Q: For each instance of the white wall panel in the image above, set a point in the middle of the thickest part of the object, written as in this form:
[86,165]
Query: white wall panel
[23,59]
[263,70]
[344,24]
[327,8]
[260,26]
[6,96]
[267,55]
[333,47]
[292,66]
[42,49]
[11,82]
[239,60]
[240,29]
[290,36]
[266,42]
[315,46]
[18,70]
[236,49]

_ _ _ _

■ INSTRUCTIONS TO FOLLOW: The full set of records above must be reproduced exactly in the reply.

■ SOLUTION TO THIS EXERCISE:
Q: For each instance of the white wall panel in the image above, set a point in the middle of the thickest part of the object, written as in this form:
[86,165]
Query: white wall panel
[23,59]
[263,70]
[344,24]
[327,8]
[260,26]
[6,96]
[267,55]
[333,47]
[292,66]
[42,49]
[11,82]
[239,60]
[240,29]
[290,36]
[266,42]
[315,46]
[18,70]
[236,49]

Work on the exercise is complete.